Point localization data
= Beginning of Section =

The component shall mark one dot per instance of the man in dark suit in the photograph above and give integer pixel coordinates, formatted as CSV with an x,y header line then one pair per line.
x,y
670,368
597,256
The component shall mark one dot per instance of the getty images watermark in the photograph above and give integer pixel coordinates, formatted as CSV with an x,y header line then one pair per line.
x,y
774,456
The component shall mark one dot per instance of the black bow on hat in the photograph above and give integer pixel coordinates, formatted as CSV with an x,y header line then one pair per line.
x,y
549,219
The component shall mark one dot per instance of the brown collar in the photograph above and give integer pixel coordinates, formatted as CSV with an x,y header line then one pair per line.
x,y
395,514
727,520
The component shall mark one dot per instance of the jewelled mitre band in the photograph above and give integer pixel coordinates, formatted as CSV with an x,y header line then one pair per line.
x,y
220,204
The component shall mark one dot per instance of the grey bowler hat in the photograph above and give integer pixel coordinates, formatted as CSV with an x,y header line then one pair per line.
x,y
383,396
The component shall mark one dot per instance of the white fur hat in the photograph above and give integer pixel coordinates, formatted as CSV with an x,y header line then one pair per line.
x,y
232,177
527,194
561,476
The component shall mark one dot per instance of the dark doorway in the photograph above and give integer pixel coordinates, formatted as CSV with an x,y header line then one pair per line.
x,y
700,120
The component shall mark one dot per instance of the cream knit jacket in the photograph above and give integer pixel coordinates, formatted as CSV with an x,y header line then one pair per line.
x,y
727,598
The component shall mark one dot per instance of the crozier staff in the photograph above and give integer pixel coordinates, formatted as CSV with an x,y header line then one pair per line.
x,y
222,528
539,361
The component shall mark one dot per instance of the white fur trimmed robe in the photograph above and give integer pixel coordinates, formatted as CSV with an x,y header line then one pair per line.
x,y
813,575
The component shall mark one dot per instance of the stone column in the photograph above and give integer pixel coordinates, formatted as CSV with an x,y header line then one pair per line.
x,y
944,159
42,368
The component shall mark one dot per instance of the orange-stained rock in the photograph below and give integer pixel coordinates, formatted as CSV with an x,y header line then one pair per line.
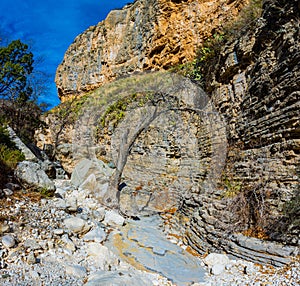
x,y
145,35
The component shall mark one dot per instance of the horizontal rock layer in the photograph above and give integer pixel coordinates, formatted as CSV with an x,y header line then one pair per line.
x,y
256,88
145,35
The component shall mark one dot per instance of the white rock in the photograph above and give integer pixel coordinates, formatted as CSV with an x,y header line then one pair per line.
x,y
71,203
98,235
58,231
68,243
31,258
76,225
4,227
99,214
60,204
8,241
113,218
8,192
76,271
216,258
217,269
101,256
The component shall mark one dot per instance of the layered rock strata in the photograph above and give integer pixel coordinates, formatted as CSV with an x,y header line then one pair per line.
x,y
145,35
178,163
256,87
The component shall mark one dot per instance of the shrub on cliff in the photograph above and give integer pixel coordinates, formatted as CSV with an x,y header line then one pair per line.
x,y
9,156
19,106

= End of Section =
= Beginning of Section =

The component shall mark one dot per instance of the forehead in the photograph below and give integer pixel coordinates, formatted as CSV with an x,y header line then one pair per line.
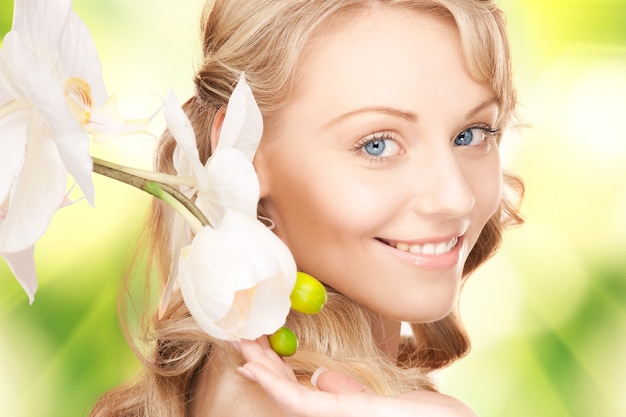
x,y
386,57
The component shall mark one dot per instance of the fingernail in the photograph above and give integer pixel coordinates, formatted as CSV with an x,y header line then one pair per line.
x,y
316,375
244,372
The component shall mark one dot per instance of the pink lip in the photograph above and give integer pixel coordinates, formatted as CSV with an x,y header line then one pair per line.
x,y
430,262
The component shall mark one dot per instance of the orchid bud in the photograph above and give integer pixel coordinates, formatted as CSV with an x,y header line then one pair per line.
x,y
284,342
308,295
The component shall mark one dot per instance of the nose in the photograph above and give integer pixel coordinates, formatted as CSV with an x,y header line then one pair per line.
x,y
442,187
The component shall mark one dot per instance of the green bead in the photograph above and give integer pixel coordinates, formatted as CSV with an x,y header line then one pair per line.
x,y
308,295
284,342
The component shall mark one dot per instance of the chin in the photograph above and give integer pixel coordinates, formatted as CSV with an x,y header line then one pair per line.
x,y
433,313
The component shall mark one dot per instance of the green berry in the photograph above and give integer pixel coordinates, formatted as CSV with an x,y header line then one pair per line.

= End of Section =
= Beginning of Section =

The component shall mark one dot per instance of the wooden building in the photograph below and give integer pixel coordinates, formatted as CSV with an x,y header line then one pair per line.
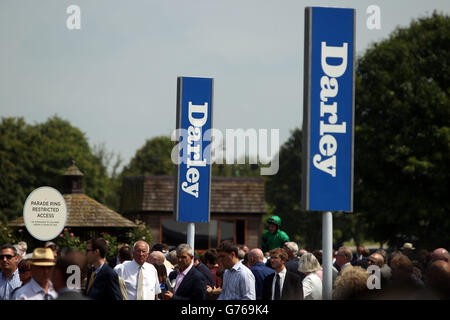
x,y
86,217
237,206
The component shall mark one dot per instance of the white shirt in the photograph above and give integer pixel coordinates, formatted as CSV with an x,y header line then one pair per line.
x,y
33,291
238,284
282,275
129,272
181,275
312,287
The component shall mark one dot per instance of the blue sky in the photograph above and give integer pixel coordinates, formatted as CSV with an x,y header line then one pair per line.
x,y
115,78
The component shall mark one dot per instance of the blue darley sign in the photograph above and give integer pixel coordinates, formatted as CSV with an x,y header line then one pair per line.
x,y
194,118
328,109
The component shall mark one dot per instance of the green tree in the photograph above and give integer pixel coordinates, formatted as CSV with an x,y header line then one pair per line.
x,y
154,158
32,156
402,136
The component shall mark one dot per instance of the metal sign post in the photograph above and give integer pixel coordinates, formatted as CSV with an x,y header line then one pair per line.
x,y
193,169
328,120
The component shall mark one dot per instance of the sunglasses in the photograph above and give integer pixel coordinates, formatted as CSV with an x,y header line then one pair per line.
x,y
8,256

= End of Section =

* Problem details
Return, exactly as they stand, the lines above from the one with "The component shall mark one dot per instance of the forehead" to the one with "the green berry", omitting any pictures among them.

* Answer box
The component shall mark one dot per instance of the forehead in the photograph below and give integer pixel coordinates, formatted as CSV with an x,y header line then one pair per line.
x,y
386,57
The component shall mark one dot per instance of the fingernail in the photograph above and give integer pixel coordinates, formatted as CSV with an x,y header line then one pair per line.
x,y
316,375
244,372
The component shall mark one dot per instance of the pink lip in the photograph above and give integer pixel coordinates, formatted as CSV with an x,y header line then one pair per line.
x,y
430,262
The component shall mark one dot per instance of the orchid bud in the photograph above and give integer pixel coordinates, formatted as CSV with an x,y header line then one pair per line.
x,y
284,342
308,295
The component shall mark one dot per instance of the nose in the photograph above and give integer pixel coordinates, formatted as CSV with an x,y header line then one pair per line.
x,y
442,187
The component shall mark one dot per instance of the green bead in the photograph above and give integer pixel coordinates, formatted as CSV with an x,y header line then one pair per line.
x,y
308,295
284,342
The component shall mark one dot per instance of the chin in the photograph above and give integer pixel coordinates, formatted as CSV with an x,y header line then one pair per line.
x,y
433,313
The component shall mark one dot per instance of the green berry in the photograph above and give integer pixel coordinates, formatted as CSV with an x,y header line then one pair per line.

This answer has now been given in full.